» ARBEITSAUFTRAG:
Setzen Sie den Text über den Gemeinen Tüpfelfarn nach seinem letzten Satz fort.

» QUELLTEXT:
====================

Polypódium vulgáre L. Engelsüß, Gemeiner Tüpfelfarn. Französisch: Polypode, Polypode de chêne, Fougère réglisse; englisch: Adder’s fern, Brake-root, golden maidenhair, wall fern, wood fern; italienisch: Felce dolce, Erba radioli; dänisch: Engelsöd; norwegisch: Sisselrot; polnisch: Paprotka słodka; russisch: Sladkij paporotnik; schwedisch: Stensöta; tschechisch: Osladič obecný; ungarisch: édesgyökerü páfrány.

Verbreitungsgebiet

Weiteres Vorkommen: Nord-und Westasien (bis Japan), Nordamerika, Afrika, (Kapland). auf den Azoren, Kanarischen Inseln. Sandwichinseln.

Namensursprung:

Polypodium ist der Name eines Farnes bei Theophrast; πολς (polys) = viel, πος, Genit. ποδς (pus, podos) = Fuß; vielleicht verglich man die Fiedern des Wedels mit Füßchen. Das süß schmeckende Rhizom dieses Farnes wurde früher wegen seiner Heilwirkung so sehr geschätzt, daß es hieß, die Engel hätten diese Pflanze den Menschen gezeigt, daher die Bezeichnung Engelsüß.

Volkstümliche Bezeichnungen:

Engelsoite (Göttingen), Ingelseit (Pommern), Engelseß (Siebenbürgen), Engelsüaß (Niederösterreich), Engelwurz (Kärnten), Angelsüeß (Schweiz: Waldstätten). Von althochdeutsch goumil = Aufseher, Hüter, Schutzengel: Göneichen (Thüringen: Ruhla), Göumlich, Gömichen (Gotha), Höme (Eifel). Soitwertel = Süßwurzel (Göttingen), Süßholz (Rheinprovinz), Süaßholz (österreich, Tirol), Süßwürzli (Schweiz). Nach dem Standorte: Steinlaxe (Nordböhmen), Bergwürzeln (Kärnten: Hüttenberg), Steinwürzl (österreich). Der kriechende Wurzelstock des Farns wird mit einer Schlange (Niederdeutsch: adder, snacke) verglichen: Adderkrud, Snakenbläder (Ostfriesland). (Diese Bezeichnungen gelten jedoch auch für andere Farne, z. B. für Aspidium filix mas.)

====================

» Gesammelte Daten:
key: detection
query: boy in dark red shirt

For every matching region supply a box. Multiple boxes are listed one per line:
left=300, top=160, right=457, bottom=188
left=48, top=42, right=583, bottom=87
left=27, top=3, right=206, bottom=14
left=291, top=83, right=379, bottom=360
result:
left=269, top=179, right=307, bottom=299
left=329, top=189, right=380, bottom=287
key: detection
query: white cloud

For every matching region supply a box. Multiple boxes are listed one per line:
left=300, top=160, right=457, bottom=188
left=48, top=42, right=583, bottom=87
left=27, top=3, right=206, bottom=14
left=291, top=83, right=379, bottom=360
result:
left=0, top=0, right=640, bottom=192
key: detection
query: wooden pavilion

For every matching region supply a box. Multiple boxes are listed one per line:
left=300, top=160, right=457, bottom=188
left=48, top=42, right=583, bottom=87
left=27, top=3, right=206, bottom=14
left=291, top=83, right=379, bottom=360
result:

====================

» LÖSUNG:
Botanisches:

Der federkieldicke, dicht mit braunen, lanzettlichen Spreuhaaren besetzte Wurzelstock kriecht dicht unter oder über der Bodenfläche dahin. Die steif aufrechten, kahlen Blätter werden bis zu 70 cm hoch. Der Blattstiel ist meist kürzer als die tief fiederteilige, lederartige, unterseits etwas hellere Blattfläche. Diese besteht aus jederseits bis zu 28 Abschnitten, die meist miteinander abwechseln, lineal-länglich und meist klein gesägt sind. Die runden Fruchthäufchen sind groß und stehen auf jedem Blattzipfel in zwei dem Mittelnerv desselben parallelen Reihen. Sie sind zuerst dunkelgelb, später braun. Sporenbildung im August und September.

In ganz Europa, in der nördlichen Hälfte Asiens und in Nordamerika ist der Farn heimisch, wo er an Felsen, alten Mauern, an schattigen Abhängen, auf Waldboden und auch zuweilen epiphytisch auf Baumstämmen vorkommt.

Geschichtliches und Allgemeines:

Schon im Altertum waren die heilkräftigen Eigenschaften des Tüpfelfarns den Ärzten bekannt. So schreibt Dioskurides von seiner abführenden, Schleim und Galle ausführenden Wirkung. Auch im Mittelalter bediente man sich seiner als Abführmittel, und Aldebrandin de Sienne empfiehlt als gutes Mittel gegen Obstipation eine aus einem alten Hahn gekochte, mit Anis und Polypodium gewürzte Bouillon. In der chinesischen Pharmakologie wird die verwandte Art Polypodium repandum erwähnt. Das Buch Hong-ti Nei-King sagt, daß diese Droge diuretisch und abführend wirke, als Emmenagogum, aber auch gegen Menorhagien und schließlich gegen Ohrensausen verwandt werden könne.

Wirkung

Von Matthiolus wird der Tüpfelfarn innerlich als Purgans, äußerlich gegen Verrenkungen, Schrunden und Nasenpolypen angewandt.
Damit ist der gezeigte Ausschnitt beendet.